→ Task requirements: The answer must be the full listing, repeated exactly.
______
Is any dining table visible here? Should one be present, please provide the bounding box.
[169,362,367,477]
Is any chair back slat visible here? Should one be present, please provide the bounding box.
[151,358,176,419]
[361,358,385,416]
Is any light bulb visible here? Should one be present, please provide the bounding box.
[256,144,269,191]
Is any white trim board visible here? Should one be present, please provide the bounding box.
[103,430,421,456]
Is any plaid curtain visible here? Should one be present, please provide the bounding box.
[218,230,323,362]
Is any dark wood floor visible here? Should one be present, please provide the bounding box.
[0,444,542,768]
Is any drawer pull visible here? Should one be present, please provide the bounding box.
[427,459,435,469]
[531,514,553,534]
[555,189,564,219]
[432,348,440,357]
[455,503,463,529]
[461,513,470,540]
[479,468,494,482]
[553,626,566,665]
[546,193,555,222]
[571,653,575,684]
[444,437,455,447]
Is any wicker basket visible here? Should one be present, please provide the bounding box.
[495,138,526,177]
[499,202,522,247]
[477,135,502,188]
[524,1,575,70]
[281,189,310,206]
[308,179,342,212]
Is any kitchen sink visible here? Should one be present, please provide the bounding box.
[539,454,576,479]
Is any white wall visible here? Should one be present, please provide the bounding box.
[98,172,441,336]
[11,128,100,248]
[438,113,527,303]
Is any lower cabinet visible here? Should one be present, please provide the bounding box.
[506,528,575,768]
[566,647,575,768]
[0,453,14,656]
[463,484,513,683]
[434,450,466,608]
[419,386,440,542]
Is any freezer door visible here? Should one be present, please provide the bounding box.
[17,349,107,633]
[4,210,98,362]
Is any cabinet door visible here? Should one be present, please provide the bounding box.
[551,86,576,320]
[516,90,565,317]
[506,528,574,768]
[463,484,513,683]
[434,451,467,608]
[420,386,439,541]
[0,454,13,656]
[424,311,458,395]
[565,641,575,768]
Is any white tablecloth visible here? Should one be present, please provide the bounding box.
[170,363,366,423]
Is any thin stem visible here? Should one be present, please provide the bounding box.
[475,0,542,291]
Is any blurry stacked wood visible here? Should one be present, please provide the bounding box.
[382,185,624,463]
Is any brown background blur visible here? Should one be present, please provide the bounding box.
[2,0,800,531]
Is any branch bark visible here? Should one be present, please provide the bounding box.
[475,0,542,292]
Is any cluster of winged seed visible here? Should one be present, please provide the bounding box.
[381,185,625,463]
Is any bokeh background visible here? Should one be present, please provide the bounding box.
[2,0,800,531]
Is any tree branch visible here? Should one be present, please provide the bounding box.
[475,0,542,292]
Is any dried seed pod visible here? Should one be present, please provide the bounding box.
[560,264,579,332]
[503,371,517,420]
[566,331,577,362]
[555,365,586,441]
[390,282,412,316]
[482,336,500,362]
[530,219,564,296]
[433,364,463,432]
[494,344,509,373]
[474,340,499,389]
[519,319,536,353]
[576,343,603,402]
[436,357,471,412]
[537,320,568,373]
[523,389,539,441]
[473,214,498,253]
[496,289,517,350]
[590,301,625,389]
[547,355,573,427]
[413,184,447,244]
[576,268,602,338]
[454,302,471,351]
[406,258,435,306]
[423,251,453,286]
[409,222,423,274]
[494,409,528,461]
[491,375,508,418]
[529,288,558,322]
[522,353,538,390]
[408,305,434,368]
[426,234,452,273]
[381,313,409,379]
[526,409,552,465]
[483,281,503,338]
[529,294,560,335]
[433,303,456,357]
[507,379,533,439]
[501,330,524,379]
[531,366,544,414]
______
→ Answer section:
Is any dining table visible here? Should one be present, please provide the bounding box.
[169,362,367,477]
Is any chair back slat visible here? Should one be present, please provide the bounding box.
[151,358,176,419]
[361,358,385,416]
Is any light bulb visible here? Should one be present, please provide the bounding box.
[256,144,269,191]
Is any white trim board visible here? Should one be present, please provide the bounding box.
[103,430,421,456]
Is any plaid curtain visible here? Should one be present, please provide the bounding box.
[218,230,323,362]
Is any dark wood floor visible here? Should one be present, please provide the bounding box.
[0,444,542,768]
Is any drawer pull visible here? Should one be present, please provide the bounding box.
[427,459,435,469]
[531,514,553,534]
[555,189,564,219]
[432,348,440,357]
[455,503,463,529]
[461,513,470,540]
[479,468,494,482]
[553,626,566,665]
[546,193,555,222]
[571,653,575,684]
[444,437,455,447]
Is any wicker basket visible here? Should one be present, please provide the bounding box.
[495,138,526,177]
[499,202,522,247]
[477,135,502,188]
[524,1,575,70]
[281,189,310,206]
[308,179,342,212]
Is any kitchen sink visible here? Should one be present, please provide the bounding box.
[539,454,576,479]
Is any white wall visible here? Should one be present, please provide the bounding box.
[98,172,441,336]
[11,128,100,248]
[438,113,527,303]
Is any lower cabinet visible here? Should one be present, please provide the bounding box.
[506,528,575,768]
[566,647,575,768]
[0,453,14,656]
[463,484,513,683]
[434,450,466,608]
[419,386,440,542]
Is any freezer door visible here? Should one be present, please provide the bounding box.
[17,349,107,633]
[4,210,98,362]
Is any cabinet door visible here? Should one be present, please provide the bounding box.
[551,86,576,320]
[516,90,565,317]
[506,528,574,768]
[463,484,513,683]
[434,451,467,608]
[420,386,439,541]
[0,454,13,656]
[424,311,458,395]
[565,641,575,768]
Is any white tablecloth visible here? Should one be present, please provide the bounding box.
[170,363,366,423]
Is any thin stem visible here? Should one be present, please provide the bounding box.
[475,0,542,291]
Is any blurry stacked wood visible here? Should one be present, please provide the bounding box.
[382,185,624,463]
Is any brown background blur visible here? Should one be present, please provide the bounding box.
[2,0,800,531]
Is any branch bark visible here? Should one be present, please provide the bounding box.
[475,0,542,292]
Is any cluster of winged seed visible here? Should one be present, please provide the bounding box.
[381,185,625,463]
Is any bokeh background visible here? Should one be present, please provide the bounding box.
[2,0,800,531]
Is any tree branch visible here? Should one be present, please provide the bounding box.
[475,0,542,292]
Is any dried seed pod visible here? Should one be present, please provide the bounding box.
[560,264,579,332]
[503,371,517,420]
[566,331,577,362]
[555,365,586,441]
[390,282,412,316]
[482,336,500,362]
[530,219,564,296]
[433,364,463,432]
[494,344,509,373]
[474,340,499,389]
[519,319,536,353]
[576,343,603,402]
[436,357,471,412]
[537,320,568,373]
[523,389,539,441]
[473,214,498,253]
[496,289,517,350]
[590,301,625,389]
[547,355,573,427]
[413,184,447,244]
[576,268,602,338]
[454,302,471,351]
[406,258,435,306]
[423,251,453,286]
[409,222,423,274]
[494,409,528,461]
[491,375,508,418]
[529,288,558,322]
[522,353,538,390]
[408,305,434,368]
[426,234,452,273]
[381,313,409,379]
[526,409,552,465]
[483,281,503,338]
[529,294,560,335]
[433,303,456,357]
[507,379,533,439]
[501,330,524,379]
[531,366,544,414]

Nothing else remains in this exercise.